═══ DATA PROVIDED ═══

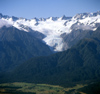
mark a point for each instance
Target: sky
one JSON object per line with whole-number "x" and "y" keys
{"x": 47, "y": 8}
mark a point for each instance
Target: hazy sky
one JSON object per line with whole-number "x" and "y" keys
{"x": 46, "y": 8}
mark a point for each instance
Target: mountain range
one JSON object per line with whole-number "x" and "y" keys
{"x": 53, "y": 28}
{"x": 55, "y": 50}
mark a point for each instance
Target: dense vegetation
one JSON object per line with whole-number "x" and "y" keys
{"x": 79, "y": 64}
{"x": 18, "y": 46}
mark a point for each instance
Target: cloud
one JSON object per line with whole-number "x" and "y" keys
{"x": 4, "y": 23}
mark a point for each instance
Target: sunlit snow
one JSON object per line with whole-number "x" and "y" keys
{"x": 53, "y": 28}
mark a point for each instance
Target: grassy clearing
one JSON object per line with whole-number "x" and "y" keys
{"x": 30, "y": 88}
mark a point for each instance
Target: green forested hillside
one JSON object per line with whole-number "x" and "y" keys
{"x": 79, "y": 64}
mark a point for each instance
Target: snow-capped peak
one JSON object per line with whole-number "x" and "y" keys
{"x": 54, "y": 27}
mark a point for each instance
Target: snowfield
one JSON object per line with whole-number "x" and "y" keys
{"x": 54, "y": 27}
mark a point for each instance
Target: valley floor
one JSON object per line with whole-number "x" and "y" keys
{"x": 30, "y": 88}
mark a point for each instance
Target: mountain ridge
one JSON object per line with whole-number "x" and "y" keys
{"x": 53, "y": 27}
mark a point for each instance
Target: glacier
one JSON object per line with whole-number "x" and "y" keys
{"x": 54, "y": 27}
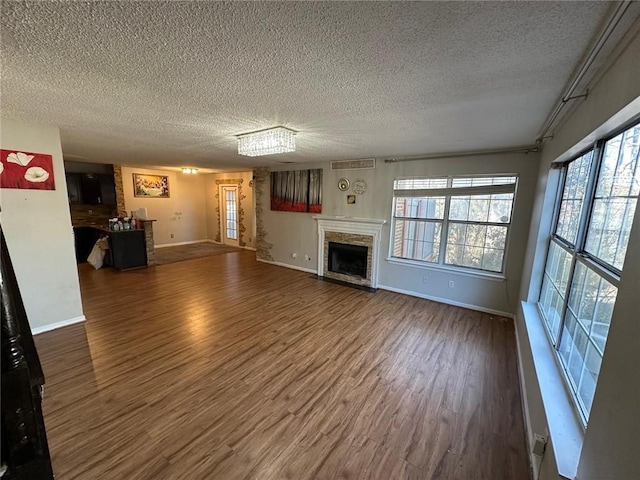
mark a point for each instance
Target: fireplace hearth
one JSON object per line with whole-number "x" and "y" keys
{"x": 357, "y": 241}
{"x": 348, "y": 259}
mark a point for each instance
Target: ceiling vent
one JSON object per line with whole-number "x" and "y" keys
{"x": 366, "y": 163}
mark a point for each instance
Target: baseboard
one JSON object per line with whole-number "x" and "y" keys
{"x": 447, "y": 301}
{"x": 286, "y": 265}
{"x": 220, "y": 243}
{"x": 54, "y": 326}
{"x": 177, "y": 244}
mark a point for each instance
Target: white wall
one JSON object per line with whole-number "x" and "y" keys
{"x": 37, "y": 227}
{"x": 297, "y": 232}
{"x": 247, "y": 204}
{"x": 183, "y": 214}
{"x": 610, "y": 447}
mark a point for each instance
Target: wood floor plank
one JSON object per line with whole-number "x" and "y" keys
{"x": 226, "y": 368}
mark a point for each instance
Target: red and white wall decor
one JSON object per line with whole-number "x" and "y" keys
{"x": 26, "y": 170}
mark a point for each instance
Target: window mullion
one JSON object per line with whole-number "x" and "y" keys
{"x": 589, "y": 195}
{"x": 582, "y": 232}
{"x": 445, "y": 230}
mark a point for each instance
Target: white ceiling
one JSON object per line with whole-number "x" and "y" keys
{"x": 171, "y": 83}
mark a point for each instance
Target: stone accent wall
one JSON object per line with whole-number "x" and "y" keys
{"x": 241, "y": 197}
{"x": 117, "y": 176}
{"x": 350, "y": 239}
{"x": 260, "y": 190}
{"x": 150, "y": 243}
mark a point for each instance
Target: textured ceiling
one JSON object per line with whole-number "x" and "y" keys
{"x": 171, "y": 83}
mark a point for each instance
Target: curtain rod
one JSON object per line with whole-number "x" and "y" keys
{"x": 586, "y": 65}
{"x": 433, "y": 156}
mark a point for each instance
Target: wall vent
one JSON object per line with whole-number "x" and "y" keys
{"x": 354, "y": 164}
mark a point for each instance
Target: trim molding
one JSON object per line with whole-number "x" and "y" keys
{"x": 177, "y": 244}
{"x": 447, "y": 301}
{"x": 286, "y": 265}
{"x": 534, "y": 462}
{"x": 54, "y": 326}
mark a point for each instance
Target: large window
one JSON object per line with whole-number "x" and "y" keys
{"x": 458, "y": 221}
{"x": 586, "y": 254}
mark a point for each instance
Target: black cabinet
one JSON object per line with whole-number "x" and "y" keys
{"x": 85, "y": 238}
{"x": 127, "y": 248}
{"x": 73, "y": 188}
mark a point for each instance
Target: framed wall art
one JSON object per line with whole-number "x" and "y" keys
{"x": 26, "y": 170}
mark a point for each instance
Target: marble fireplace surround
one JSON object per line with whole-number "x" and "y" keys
{"x": 352, "y": 231}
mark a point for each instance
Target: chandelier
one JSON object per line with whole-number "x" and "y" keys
{"x": 267, "y": 142}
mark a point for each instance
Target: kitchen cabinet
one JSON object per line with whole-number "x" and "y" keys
{"x": 127, "y": 248}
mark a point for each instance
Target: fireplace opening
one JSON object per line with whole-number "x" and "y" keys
{"x": 348, "y": 259}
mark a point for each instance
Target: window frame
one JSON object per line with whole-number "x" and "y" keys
{"x": 579, "y": 255}
{"x": 447, "y": 192}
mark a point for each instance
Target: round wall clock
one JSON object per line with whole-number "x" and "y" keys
{"x": 359, "y": 186}
{"x": 343, "y": 184}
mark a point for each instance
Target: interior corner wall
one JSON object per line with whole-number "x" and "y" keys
{"x": 610, "y": 442}
{"x": 182, "y": 215}
{"x": 291, "y": 233}
{"x": 39, "y": 235}
{"x": 212, "y": 184}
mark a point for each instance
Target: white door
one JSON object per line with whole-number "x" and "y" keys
{"x": 229, "y": 214}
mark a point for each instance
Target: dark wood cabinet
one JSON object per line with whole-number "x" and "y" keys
{"x": 128, "y": 249}
{"x": 73, "y": 188}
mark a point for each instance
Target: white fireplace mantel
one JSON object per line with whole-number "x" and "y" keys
{"x": 353, "y": 225}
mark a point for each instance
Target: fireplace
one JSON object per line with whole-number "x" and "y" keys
{"x": 348, "y": 259}
{"x": 358, "y": 249}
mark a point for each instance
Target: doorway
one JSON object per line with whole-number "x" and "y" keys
{"x": 229, "y": 217}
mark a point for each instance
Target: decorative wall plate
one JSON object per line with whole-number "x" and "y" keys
{"x": 359, "y": 186}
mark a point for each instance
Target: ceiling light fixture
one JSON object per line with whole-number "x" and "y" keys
{"x": 267, "y": 142}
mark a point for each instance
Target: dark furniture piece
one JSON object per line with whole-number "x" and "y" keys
{"x": 128, "y": 249}
{"x": 24, "y": 448}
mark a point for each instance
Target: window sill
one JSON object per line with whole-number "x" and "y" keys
{"x": 496, "y": 277}
{"x": 565, "y": 428}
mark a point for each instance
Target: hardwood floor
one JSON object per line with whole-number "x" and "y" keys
{"x": 226, "y": 368}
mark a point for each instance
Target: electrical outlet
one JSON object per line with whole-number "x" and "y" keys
{"x": 539, "y": 444}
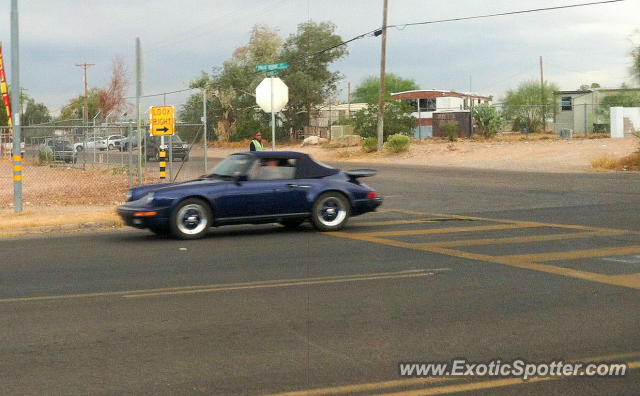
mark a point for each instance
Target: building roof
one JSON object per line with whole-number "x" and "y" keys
{"x": 435, "y": 93}
{"x": 586, "y": 91}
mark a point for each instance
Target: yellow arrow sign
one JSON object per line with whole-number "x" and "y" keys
{"x": 162, "y": 120}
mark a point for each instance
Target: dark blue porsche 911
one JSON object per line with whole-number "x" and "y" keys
{"x": 252, "y": 188}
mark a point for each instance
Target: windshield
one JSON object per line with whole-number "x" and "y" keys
{"x": 233, "y": 165}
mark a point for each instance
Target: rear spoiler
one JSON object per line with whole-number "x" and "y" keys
{"x": 355, "y": 174}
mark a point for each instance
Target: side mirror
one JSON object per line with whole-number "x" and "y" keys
{"x": 239, "y": 178}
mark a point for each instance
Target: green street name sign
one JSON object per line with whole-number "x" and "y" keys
{"x": 273, "y": 66}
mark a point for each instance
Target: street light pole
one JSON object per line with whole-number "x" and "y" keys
{"x": 383, "y": 66}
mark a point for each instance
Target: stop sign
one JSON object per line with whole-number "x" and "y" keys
{"x": 280, "y": 94}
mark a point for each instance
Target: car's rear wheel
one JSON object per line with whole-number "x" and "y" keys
{"x": 291, "y": 223}
{"x": 191, "y": 219}
{"x": 331, "y": 211}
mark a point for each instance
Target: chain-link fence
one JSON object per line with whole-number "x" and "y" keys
{"x": 71, "y": 164}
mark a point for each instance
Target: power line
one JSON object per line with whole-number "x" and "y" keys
{"x": 377, "y": 32}
{"x": 404, "y": 25}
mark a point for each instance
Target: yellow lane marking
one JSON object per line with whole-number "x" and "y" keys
{"x": 521, "y": 239}
{"x": 336, "y": 390}
{"x": 452, "y": 229}
{"x": 518, "y": 261}
{"x": 394, "y": 222}
{"x": 447, "y": 389}
{"x": 575, "y": 254}
{"x": 474, "y": 386}
{"x": 274, "y": 285}
{"x": 180, "y": 288}
{"x": 355, "y": 388}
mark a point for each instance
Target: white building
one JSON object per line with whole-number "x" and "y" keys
{"x": 428, "y": 101}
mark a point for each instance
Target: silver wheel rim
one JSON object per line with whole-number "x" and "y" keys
{"x": 331, "y": 211}
{"x": 191, "y": 219}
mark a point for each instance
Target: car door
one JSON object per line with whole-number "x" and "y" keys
{"x": 246, "y": 199}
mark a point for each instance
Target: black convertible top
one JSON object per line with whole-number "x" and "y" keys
{"x": 306, "y": 167}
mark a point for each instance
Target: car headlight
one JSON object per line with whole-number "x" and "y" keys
{"x": 147, "y": 199}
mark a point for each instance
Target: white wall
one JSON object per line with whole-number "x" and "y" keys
{"x": 617, "y": 117}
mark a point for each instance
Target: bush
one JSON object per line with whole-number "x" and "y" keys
{"x": 488, "y": 119}
{"x": 398, "y": 143}
{"x": 450, "y": 128}
{"x": 370, "y": 145}
{"x": 45, "y": 157}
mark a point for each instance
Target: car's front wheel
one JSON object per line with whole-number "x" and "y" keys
{"x": 191, "y": 219}
{"x": 331, "y": 211}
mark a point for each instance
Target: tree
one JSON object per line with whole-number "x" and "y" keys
{"x": 73, "y": 110}
{"x": 397, "y": 119}
{"x": 586, "y": 87}
{"x": 528, "y": 105}
{"x": 368, "y": 91}
{"x": 487, "y": 119}
{"x": 34, "y": 113}
{"x": 310, "y": 81}
{"x": 635, "y": 66}
{"x": 112, "y": 99}
{"x": 230, "y": 101}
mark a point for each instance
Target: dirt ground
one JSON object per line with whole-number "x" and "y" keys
{"x": 537, "y": 153}
{"x": 63, "y": 199}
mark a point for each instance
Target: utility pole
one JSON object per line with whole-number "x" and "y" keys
{"x": 383, "y": 66}
{"x": 138, "y": 115}
{"x": 85, "y": 109}
{"x": 544, "y": 119}
{"x": 204, "y": 122}
{"x": 349, "y": 100}
{"x": 15, "y": 105}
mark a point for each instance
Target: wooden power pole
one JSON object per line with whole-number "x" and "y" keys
{"x": 383, "y": 66}
{"x": 544, "y": 105}
{"x": 85, "y": 109}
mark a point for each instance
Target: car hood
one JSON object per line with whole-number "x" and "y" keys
{"x": 139, "y": 192}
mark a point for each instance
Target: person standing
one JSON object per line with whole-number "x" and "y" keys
{"x": 256, "y": 144}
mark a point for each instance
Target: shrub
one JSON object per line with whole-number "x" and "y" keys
{"x": 45, "y": 157}
{"x": 450, "y": 128}
{"x": 370, "y": 145}
{"x": 398, "y": 143}
{"x": 488, "y": 120}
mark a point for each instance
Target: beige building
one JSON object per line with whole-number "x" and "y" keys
{"x": 580, "y": 110}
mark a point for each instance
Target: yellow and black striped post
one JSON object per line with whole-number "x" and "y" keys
{"x": 163, "y": 163}
{"x": 17, "y": 168}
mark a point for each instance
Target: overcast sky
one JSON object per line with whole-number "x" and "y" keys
{"x": 182, "y": 38}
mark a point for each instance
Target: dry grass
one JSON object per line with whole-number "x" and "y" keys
{"x": 630, "y": 162}
{"x": 35, "y": 220}
{"x": 242, "y": 144}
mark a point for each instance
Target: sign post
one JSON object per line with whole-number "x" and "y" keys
{"x": 162, "y": 123}
{"x": 277, "y": 95}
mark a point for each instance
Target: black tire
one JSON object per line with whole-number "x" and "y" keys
{"x": 191, "y": 219}
{"x": 291, "y": 223}
{"x": 331, "y": 211}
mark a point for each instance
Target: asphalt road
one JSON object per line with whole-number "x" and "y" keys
{"x": 460, "y": 264}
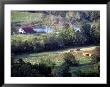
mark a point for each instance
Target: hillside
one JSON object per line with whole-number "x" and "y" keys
{"x": 56, "y": 20}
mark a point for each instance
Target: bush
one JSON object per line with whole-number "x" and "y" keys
{"x": 70, "y": 60}
{"x": 95, "y": 59}
{"x": 22, "y": 69}
{"x": 61, "y": 71}
{"x": 86, "y": 71}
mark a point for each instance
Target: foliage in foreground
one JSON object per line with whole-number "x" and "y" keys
{"x": 69, "y": 68}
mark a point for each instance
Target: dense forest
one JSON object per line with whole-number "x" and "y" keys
{"x": 71, "y": 29}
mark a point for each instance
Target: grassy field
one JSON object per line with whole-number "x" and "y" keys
{"x": 56, "y": 56}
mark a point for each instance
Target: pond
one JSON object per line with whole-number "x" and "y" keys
{"x": 45, "y": 30}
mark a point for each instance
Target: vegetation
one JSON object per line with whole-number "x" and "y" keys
{"x": 59, "y": 53}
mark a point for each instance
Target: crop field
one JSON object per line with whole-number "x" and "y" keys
{"x": 57, "y": 56}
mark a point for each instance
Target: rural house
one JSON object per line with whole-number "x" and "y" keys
{"x": 26, "y": 30}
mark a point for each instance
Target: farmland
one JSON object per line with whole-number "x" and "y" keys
{"x": 57, "y": 56}
{"x": 72, "y": 49}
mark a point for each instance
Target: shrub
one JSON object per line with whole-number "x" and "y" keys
{"x": 61, "y": 71}
{"x": 70, "y": 60}
{"x": 95, "y": 59}
{"x": 86, "y": 71}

═══

| WORK TO COMPLETE |
How many lines of the records contain the string "window"? Case matters, and the reply should be the number alone.

| TASK RESPONSE |
4